— Begin ENTRIES SHOWN —
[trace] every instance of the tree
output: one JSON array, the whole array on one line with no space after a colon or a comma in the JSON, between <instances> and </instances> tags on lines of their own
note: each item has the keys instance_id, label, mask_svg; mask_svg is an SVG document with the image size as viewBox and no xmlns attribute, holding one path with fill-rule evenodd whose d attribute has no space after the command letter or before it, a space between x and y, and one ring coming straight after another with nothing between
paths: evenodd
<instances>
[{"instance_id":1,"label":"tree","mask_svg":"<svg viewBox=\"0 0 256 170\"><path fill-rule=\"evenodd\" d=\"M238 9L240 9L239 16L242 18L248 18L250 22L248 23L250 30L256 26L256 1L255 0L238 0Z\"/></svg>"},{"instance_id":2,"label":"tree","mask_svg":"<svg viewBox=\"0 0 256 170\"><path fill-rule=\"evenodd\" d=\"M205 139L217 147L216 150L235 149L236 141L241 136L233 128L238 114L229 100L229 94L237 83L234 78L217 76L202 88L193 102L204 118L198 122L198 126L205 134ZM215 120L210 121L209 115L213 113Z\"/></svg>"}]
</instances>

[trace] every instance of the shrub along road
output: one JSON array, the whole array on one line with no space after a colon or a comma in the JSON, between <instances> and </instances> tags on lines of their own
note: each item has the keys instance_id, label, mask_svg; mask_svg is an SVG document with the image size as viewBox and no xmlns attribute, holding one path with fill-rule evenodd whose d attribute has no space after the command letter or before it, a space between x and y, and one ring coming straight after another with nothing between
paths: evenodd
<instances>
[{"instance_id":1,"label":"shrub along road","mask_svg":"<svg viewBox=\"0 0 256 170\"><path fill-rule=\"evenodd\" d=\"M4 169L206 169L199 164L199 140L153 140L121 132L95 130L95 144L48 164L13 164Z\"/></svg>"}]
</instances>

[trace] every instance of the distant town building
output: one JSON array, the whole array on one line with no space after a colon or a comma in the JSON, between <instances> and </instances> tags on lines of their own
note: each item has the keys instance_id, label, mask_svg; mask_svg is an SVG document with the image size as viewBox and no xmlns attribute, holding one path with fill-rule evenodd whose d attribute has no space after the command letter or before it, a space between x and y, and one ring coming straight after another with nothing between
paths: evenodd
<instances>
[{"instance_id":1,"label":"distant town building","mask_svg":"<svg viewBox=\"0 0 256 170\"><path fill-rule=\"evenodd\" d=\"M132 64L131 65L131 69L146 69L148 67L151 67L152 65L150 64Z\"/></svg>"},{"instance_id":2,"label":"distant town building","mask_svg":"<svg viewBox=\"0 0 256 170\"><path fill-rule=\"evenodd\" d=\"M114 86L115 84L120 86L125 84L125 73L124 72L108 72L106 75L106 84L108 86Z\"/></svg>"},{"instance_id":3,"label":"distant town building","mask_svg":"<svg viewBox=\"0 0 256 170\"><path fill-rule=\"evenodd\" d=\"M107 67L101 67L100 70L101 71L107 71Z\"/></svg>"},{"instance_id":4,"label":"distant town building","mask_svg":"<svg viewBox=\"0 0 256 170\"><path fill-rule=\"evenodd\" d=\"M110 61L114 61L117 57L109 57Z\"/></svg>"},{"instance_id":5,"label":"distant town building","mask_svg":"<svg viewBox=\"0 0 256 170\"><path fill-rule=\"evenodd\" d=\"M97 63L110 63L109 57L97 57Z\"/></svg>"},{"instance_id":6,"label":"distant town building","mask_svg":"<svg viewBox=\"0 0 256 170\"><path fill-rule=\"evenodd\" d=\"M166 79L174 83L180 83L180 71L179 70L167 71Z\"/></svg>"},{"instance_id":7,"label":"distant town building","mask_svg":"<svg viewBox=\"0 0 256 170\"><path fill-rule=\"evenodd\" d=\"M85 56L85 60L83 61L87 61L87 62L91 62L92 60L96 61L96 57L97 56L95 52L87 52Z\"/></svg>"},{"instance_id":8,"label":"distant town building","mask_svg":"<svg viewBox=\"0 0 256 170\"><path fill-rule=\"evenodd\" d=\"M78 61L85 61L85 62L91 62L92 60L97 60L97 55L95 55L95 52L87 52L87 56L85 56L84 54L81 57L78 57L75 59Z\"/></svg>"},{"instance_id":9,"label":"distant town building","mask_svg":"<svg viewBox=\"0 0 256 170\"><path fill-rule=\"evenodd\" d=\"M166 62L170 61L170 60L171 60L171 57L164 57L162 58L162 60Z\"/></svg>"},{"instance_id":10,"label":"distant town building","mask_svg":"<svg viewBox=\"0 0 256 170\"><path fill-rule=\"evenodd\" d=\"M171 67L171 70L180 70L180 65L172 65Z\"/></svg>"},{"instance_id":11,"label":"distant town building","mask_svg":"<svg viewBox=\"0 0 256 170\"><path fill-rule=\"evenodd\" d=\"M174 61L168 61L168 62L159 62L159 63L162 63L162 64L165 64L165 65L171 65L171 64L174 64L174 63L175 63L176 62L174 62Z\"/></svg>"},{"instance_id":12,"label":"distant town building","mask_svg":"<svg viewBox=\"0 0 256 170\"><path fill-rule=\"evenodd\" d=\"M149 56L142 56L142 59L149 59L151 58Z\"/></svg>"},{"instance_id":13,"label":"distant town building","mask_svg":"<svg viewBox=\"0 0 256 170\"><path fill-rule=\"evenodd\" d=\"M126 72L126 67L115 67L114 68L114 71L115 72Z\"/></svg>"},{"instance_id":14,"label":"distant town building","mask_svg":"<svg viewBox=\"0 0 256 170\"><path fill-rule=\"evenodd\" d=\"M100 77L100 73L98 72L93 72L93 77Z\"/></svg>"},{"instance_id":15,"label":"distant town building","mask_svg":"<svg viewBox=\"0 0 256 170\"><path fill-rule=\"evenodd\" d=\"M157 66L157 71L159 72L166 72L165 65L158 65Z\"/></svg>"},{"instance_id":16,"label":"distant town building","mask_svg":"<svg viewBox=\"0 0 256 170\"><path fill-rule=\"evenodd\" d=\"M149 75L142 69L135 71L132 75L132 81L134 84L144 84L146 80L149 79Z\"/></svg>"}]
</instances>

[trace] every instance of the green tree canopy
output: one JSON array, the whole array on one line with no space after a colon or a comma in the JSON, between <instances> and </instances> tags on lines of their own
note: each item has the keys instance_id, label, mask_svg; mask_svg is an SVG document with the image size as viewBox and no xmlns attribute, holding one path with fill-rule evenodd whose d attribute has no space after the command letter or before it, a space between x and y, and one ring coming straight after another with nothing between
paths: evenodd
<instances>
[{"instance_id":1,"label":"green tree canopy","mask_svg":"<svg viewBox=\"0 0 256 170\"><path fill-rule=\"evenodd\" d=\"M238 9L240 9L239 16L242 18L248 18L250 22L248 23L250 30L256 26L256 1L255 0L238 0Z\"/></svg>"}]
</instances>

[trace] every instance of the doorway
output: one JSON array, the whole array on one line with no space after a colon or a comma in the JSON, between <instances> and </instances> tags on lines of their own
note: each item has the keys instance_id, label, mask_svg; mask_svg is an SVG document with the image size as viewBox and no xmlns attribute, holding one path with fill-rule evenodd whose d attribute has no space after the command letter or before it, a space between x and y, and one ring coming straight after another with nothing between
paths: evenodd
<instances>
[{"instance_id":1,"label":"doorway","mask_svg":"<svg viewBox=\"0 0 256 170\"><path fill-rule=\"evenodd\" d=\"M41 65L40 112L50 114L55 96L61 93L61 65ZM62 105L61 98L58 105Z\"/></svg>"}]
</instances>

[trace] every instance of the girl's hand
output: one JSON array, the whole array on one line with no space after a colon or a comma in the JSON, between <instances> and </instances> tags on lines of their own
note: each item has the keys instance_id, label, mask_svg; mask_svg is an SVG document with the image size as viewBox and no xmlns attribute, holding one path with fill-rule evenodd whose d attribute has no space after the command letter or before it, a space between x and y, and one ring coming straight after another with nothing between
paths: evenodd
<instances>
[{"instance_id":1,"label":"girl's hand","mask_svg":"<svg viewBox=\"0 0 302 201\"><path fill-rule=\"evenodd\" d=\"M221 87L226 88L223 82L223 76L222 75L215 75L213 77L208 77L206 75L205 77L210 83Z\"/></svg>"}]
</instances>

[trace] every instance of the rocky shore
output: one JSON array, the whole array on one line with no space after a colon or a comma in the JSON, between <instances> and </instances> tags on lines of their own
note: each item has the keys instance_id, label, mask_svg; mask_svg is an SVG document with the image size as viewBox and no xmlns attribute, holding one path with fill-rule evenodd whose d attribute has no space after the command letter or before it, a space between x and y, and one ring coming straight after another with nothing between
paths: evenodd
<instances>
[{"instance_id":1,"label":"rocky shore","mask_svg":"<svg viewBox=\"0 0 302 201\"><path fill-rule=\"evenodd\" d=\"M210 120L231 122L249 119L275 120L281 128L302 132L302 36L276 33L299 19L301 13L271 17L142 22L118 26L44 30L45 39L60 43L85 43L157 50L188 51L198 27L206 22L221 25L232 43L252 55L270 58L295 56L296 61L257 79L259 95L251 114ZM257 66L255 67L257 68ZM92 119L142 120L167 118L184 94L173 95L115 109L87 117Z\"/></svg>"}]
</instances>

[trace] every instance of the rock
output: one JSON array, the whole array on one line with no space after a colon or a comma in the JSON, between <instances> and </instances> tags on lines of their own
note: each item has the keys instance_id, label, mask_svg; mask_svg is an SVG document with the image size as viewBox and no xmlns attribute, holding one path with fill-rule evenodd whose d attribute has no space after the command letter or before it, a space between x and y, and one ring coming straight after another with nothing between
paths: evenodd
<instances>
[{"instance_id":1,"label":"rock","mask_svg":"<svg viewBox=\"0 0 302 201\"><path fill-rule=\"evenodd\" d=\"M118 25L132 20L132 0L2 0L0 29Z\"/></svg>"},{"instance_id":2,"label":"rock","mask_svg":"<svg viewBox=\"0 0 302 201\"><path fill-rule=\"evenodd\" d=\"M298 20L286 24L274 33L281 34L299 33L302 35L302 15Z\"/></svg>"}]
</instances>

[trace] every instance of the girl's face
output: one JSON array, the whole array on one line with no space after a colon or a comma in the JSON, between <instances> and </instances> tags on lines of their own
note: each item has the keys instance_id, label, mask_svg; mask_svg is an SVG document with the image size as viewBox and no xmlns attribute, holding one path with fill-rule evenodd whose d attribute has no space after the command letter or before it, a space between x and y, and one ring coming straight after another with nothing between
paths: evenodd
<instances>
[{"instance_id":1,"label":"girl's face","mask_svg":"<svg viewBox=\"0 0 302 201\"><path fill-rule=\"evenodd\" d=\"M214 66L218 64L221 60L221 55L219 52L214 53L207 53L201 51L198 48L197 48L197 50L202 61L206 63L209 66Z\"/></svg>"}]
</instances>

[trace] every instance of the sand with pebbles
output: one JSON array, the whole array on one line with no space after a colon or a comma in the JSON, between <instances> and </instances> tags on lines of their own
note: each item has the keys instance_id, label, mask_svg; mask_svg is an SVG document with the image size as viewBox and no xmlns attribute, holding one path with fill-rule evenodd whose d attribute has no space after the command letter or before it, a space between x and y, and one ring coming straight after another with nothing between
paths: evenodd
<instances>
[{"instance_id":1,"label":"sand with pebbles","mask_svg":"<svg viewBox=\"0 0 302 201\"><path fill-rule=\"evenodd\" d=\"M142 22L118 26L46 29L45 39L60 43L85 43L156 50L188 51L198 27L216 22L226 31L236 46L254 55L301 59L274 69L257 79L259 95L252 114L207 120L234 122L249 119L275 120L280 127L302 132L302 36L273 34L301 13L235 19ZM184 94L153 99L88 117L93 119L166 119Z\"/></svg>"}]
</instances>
— End ENTRIES SHOWN —
**TASK BRIEF**: Please render the entries as a numbered list, beginning at the line that contains "[trace] every instance of the girl's face" and stopping after the line that contains "66L218 64L221 60L221", with blank lines left out.

**RESULT**:
1. [trace] every instance of the girl's face
2. output: one JSON array, the whole array on one line with no space after a colon or a comma in the JSON, between <instances> and </instances> tags on lines of their own
3. note: each item has the keys instance_id, label, mask_svg; mask_svg is an SVG document with the image size as viewBox and no xmlns attribute, holding one path with fill-rule evenodd whose d attribute has no space after the command letter or before it, a space between x and y, and one ring coming straight after another with nothing between
4. paths: evenodd
5. <instances>
6. [{"instance_id":1,"label":"girl's face","mask_svg":"<svg viewBox=\"0 0 302 201\"><path fill-rule=\"evenodd\" d=\"M214 66L218 64L221 60L221 55L219 52L214 53L207 53L201 51L198 48L197 48L197 50L202 61L206 63L209 66Z\"/></svg>"}]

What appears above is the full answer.